* _TO-DO ITEM_
Count how many lines in the entries below contain the string "missed", with case taken into account, and reply with that number alone.

--------------------

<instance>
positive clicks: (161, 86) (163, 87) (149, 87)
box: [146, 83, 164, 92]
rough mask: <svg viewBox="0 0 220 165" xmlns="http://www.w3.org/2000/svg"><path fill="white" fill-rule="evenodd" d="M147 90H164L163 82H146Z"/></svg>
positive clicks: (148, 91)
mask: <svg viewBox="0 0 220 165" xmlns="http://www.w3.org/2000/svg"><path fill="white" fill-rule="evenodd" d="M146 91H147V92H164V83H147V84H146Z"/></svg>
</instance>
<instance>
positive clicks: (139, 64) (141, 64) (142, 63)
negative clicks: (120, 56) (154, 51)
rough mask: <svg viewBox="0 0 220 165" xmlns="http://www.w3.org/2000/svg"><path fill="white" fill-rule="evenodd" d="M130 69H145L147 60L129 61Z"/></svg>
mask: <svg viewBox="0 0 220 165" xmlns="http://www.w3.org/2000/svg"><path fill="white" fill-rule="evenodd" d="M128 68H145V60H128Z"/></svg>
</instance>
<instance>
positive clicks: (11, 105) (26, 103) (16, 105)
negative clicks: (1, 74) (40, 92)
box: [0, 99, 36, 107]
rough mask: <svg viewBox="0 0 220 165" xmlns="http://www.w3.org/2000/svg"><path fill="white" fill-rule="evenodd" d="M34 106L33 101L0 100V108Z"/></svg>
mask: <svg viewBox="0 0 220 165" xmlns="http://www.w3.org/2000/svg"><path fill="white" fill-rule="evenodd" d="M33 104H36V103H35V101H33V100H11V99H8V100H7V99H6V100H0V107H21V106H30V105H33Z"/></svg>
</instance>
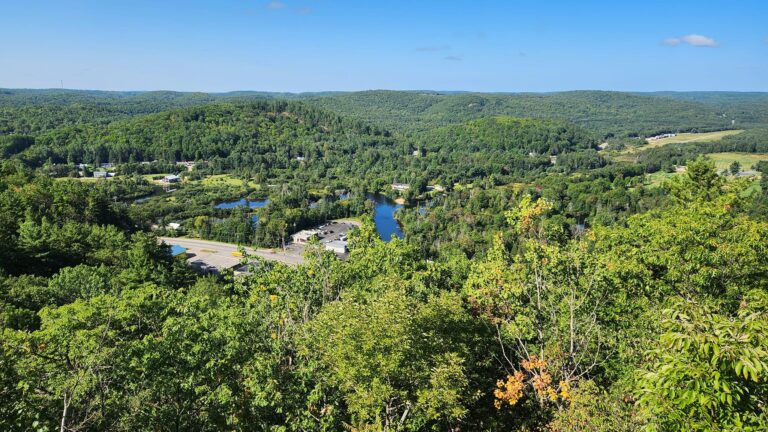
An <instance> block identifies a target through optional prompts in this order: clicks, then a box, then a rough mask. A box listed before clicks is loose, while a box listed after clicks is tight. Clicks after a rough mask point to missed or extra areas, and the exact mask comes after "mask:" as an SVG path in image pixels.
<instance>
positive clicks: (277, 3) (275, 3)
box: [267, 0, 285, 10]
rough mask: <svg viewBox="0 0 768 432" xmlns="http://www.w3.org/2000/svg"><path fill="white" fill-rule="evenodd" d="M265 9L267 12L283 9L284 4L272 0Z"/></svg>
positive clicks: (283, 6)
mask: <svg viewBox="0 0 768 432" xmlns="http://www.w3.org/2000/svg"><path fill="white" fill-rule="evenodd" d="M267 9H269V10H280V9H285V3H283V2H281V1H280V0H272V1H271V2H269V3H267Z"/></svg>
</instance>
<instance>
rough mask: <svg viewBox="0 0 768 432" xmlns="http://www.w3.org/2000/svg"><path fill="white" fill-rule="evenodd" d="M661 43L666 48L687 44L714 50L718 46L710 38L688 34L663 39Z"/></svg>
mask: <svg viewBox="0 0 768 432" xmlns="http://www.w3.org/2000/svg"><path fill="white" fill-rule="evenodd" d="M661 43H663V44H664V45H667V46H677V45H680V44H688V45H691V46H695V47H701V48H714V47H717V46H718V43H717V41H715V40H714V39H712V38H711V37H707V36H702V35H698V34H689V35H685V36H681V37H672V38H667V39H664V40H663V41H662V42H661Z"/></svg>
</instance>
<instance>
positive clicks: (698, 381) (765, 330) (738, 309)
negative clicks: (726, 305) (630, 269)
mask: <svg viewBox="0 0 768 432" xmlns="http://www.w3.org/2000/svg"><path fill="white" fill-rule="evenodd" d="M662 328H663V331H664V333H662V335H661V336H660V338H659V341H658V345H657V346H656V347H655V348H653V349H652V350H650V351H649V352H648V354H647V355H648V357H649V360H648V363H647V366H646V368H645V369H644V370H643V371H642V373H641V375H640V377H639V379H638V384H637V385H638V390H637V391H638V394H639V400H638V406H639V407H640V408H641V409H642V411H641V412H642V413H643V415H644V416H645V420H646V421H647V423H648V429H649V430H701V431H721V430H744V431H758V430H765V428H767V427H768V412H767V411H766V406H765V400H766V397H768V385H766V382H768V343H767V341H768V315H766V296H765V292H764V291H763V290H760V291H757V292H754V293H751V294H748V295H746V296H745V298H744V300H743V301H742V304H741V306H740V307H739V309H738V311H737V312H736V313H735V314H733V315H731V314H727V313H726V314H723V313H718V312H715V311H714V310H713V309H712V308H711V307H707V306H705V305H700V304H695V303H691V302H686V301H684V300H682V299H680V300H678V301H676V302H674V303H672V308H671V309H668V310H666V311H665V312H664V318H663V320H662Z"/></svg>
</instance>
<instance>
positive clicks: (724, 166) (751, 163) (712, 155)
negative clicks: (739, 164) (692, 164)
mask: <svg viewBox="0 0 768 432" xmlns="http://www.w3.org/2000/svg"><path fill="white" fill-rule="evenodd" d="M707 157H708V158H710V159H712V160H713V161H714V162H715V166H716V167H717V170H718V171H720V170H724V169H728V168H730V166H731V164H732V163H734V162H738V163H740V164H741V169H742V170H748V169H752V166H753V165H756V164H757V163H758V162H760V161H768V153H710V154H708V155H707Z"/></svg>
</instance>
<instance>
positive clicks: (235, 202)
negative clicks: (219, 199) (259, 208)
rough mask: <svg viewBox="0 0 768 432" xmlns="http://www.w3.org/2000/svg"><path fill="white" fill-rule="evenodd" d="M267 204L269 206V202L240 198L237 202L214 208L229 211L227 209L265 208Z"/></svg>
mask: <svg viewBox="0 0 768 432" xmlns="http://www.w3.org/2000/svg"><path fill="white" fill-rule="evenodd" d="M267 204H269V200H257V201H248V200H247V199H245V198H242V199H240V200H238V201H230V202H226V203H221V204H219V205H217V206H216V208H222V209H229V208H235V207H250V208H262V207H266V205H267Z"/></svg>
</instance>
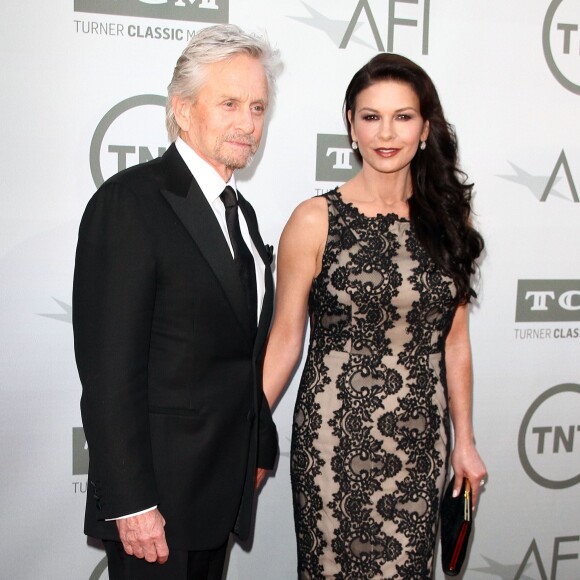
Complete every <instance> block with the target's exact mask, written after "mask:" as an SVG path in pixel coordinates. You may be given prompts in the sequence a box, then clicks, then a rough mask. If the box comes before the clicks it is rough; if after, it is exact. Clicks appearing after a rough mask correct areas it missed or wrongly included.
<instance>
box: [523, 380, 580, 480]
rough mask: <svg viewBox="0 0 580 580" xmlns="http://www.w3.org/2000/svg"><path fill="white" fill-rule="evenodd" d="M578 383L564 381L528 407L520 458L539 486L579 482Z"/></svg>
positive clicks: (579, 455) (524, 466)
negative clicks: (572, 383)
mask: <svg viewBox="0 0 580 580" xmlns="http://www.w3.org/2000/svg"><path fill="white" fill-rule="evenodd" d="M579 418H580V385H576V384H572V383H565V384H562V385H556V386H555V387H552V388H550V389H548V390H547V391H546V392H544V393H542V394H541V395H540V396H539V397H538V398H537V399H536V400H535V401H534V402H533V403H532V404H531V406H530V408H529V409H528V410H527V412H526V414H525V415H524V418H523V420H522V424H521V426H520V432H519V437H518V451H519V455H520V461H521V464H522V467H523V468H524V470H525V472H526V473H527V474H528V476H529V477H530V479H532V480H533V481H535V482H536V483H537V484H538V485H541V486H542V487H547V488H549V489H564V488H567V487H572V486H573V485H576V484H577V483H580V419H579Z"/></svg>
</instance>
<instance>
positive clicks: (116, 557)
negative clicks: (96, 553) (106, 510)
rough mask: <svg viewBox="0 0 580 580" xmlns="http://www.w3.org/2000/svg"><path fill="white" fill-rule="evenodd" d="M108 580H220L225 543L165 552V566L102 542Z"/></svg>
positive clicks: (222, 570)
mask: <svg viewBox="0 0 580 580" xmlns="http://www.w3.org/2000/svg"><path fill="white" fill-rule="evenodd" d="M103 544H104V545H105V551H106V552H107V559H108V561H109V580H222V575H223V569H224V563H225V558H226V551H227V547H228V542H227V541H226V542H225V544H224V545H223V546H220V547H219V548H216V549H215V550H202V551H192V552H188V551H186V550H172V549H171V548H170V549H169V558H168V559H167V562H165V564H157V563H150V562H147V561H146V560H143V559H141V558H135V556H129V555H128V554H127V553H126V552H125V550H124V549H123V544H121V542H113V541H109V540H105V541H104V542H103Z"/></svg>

--------------------

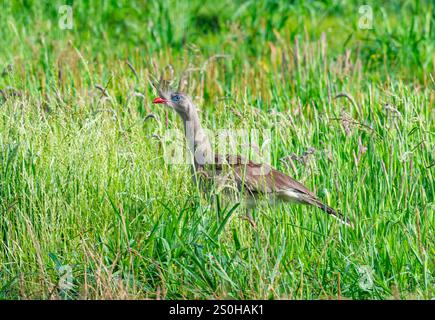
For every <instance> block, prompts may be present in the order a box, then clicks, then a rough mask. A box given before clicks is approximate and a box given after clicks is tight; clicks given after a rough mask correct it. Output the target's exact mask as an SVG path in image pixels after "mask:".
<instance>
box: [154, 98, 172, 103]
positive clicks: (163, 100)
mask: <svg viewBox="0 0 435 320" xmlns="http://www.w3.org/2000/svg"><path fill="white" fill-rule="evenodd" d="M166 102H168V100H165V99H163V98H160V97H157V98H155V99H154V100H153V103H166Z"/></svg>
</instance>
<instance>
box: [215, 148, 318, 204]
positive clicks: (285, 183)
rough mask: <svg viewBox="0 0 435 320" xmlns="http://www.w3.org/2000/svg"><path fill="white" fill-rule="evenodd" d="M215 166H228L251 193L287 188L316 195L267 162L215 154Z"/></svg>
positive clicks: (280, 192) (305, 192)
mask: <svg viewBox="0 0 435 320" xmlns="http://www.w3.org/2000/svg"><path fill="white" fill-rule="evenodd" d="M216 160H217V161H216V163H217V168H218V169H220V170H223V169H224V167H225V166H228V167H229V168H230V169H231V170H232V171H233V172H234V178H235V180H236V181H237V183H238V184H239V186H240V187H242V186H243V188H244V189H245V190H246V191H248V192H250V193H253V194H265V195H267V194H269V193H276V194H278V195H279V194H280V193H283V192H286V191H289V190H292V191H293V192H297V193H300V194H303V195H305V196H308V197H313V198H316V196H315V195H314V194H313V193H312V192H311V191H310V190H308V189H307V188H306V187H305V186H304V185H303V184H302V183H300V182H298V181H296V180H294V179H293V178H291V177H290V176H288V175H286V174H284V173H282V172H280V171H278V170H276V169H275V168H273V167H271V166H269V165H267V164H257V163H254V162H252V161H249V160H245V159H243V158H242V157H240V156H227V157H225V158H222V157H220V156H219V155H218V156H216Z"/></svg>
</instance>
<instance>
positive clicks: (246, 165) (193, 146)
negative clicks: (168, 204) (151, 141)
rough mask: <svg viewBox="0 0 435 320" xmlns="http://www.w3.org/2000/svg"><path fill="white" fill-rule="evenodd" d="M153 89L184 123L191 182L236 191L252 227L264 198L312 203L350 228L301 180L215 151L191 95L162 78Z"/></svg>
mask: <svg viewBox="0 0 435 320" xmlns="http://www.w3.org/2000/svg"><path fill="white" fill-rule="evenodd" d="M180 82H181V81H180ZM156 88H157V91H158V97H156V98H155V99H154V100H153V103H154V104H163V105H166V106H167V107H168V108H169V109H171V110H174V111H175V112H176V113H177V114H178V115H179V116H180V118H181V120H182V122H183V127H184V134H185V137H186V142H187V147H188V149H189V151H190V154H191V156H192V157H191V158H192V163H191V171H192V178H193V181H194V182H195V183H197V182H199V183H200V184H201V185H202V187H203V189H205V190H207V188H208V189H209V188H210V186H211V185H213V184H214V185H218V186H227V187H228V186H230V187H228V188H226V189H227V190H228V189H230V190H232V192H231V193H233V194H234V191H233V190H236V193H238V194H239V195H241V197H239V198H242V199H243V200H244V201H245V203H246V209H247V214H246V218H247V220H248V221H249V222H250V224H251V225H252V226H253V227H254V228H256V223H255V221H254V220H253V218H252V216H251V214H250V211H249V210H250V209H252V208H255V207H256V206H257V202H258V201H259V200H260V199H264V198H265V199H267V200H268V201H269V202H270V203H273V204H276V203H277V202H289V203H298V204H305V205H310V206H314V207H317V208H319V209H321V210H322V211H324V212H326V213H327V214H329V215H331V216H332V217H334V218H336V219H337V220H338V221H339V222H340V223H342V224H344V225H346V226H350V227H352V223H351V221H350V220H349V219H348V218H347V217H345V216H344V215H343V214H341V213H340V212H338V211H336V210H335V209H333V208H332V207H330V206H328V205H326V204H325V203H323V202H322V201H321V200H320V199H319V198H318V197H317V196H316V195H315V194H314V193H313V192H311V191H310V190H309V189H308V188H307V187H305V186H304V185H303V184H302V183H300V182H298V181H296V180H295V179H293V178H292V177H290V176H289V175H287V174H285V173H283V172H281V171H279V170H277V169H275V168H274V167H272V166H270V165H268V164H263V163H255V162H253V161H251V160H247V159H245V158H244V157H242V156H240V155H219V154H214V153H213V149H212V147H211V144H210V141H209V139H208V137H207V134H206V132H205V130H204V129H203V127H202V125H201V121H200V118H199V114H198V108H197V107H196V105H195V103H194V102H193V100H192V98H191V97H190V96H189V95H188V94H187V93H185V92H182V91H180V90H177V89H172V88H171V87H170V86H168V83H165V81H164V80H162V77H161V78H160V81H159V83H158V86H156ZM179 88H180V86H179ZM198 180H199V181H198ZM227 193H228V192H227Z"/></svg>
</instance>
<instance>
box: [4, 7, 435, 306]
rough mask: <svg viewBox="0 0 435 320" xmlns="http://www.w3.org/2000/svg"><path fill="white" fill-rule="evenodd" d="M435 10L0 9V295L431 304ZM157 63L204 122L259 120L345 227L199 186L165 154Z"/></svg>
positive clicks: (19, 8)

--------------------

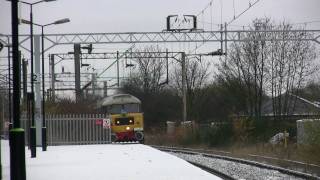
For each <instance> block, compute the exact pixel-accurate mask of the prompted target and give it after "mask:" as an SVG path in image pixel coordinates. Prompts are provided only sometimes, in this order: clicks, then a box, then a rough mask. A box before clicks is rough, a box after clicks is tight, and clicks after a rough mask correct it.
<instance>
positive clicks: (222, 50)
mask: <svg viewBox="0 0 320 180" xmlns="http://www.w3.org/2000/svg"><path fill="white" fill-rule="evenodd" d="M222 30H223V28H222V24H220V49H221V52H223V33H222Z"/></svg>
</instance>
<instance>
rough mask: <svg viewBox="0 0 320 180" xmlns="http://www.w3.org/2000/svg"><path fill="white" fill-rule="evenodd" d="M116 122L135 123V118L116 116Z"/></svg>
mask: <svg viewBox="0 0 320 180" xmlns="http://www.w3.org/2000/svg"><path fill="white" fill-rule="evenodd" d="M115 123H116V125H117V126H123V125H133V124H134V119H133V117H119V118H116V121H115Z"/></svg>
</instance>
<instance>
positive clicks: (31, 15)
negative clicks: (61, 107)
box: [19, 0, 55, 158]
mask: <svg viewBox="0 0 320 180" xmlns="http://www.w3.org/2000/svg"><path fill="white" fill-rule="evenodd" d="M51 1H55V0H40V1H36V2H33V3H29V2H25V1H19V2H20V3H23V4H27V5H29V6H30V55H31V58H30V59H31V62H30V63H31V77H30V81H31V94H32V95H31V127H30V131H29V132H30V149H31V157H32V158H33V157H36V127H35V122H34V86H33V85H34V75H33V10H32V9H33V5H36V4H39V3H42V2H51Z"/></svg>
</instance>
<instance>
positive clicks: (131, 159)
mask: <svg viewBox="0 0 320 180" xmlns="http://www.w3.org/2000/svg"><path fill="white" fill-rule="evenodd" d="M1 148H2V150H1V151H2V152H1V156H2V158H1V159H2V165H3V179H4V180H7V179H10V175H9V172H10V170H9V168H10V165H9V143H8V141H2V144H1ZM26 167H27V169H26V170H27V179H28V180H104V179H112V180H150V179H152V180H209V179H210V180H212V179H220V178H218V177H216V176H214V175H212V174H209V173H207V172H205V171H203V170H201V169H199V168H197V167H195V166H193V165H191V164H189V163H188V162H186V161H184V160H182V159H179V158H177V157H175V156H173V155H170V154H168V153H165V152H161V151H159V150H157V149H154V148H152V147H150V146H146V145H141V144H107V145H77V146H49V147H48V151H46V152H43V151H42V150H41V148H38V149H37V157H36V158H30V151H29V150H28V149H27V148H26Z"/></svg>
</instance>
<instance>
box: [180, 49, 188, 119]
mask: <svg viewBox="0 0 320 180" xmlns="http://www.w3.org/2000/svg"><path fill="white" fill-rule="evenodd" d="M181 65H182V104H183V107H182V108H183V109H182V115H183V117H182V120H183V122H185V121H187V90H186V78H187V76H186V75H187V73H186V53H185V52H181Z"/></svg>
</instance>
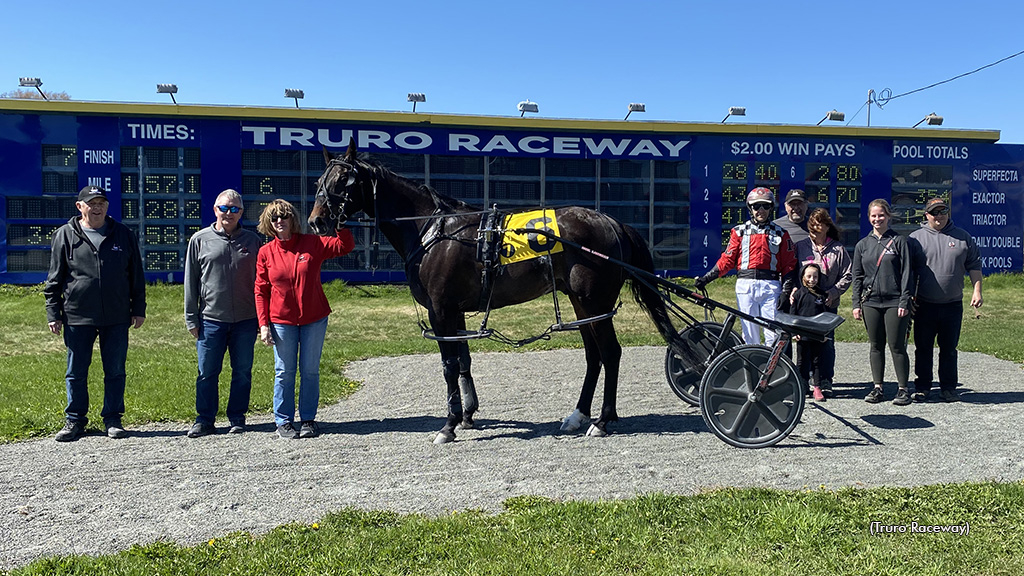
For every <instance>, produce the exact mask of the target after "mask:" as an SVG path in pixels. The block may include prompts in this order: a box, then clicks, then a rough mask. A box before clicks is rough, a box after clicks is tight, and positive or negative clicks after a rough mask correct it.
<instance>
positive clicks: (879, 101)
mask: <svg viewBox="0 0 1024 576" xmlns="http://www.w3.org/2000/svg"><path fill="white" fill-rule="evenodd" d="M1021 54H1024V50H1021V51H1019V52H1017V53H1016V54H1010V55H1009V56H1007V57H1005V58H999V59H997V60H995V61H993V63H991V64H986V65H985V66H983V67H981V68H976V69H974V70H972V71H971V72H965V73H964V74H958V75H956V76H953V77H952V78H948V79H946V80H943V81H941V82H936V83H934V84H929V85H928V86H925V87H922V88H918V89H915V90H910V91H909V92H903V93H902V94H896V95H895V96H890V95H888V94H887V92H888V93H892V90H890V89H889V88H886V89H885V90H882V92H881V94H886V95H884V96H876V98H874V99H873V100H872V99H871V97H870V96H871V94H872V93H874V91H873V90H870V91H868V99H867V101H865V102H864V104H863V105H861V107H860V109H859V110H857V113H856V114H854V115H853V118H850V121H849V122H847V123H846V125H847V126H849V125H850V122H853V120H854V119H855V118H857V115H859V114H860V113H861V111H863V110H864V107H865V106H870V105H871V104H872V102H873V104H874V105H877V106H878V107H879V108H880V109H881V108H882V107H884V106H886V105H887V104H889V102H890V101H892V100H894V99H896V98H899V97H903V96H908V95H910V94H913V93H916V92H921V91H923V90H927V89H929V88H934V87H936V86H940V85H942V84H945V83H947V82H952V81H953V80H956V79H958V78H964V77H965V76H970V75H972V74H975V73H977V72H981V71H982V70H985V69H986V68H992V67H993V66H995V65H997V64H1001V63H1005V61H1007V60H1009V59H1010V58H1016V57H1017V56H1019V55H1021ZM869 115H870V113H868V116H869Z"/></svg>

--------------------

* _EXERCISE OUTPUT_
2